Task prompt
The required output is the line containing "Objective — locate the white dresser" followed by every later line through the end of the data, all reproduced exactly.
[Records for the task]
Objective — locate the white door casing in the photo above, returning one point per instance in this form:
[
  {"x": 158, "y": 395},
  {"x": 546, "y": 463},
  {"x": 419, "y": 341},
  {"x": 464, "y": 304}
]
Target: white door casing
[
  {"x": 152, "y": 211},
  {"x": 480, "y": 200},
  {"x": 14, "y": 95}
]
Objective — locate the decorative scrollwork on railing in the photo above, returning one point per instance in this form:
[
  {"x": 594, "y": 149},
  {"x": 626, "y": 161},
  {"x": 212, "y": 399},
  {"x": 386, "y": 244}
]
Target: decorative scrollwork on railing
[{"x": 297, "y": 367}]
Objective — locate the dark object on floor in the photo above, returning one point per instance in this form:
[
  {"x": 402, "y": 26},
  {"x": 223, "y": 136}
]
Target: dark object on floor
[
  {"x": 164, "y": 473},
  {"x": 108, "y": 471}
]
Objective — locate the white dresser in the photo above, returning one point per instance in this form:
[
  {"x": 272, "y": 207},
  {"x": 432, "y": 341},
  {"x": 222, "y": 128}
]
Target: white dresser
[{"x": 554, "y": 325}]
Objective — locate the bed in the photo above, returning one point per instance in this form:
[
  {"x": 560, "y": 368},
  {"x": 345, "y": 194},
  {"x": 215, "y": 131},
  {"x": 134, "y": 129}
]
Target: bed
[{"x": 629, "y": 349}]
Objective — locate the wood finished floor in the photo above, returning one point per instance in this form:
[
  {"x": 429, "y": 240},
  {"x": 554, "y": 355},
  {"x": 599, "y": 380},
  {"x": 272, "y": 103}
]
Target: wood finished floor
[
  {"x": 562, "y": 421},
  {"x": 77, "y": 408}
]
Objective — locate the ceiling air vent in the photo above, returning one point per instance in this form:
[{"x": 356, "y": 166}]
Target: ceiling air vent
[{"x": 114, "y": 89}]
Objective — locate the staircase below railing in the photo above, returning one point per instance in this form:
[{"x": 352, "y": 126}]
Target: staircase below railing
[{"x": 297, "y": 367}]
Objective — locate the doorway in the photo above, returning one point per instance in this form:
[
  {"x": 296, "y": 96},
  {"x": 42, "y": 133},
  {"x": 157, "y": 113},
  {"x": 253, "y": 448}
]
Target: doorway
[/Records for the task]
Solution to this task
Objective — locate the white dresser in the photo above, returning one point per instance in this form:
[
  {"x": 272, "y": 207},
  {"x": 432, "y": 341},
  {"x": 222, "y": 128}
]
Target: white dresser
[{"x": 554, "y": 325}]
Objective — locate the bed in the photo above, returning one point per instance in this form:
[
  {"x": 560, "y": 368},
  {"x": 345, "y": 194},
  {"x": 215, "y": 131},
  {"x": 134, "y": 129}
]
Target: bed
[{"x": 629, "y": 349}]
Objective — locate the wood finished floor in the photo above, returning one point per instance in this form:
[
  {"x": 429, "y": 240},
  {"x": 554, "y": 355},
  {"x": 599, "y": 380},
  {"x": 272, "y": 103}
]
Target: wood finished floor
[
  {"x": 562, "y": 421},
  {"x": 77, "y": 408}
]
Objective — locate the ceiling air vent in the photo above, returning one point per instance in this form:
[{"x": 356, "y": 166}]
Target: ceiling air vent
[{"x": 114, "y": 89}]
Objective — locate the staircase below railing in the photo above, returning one point per instance in this form:
[{"x": 352, "y": 126}]
Target: staircase below railing
[{"x": 297, "y": 367}]
Objective — locate the doorway in the photo above, returning one point per instance in this form:
[
  {"x": 296, "y": 96},
  {"x": 42, "y": 133},
  {"x": 157, "y": 113},
  {"x": 253, "y": 448}
]
Target: doorway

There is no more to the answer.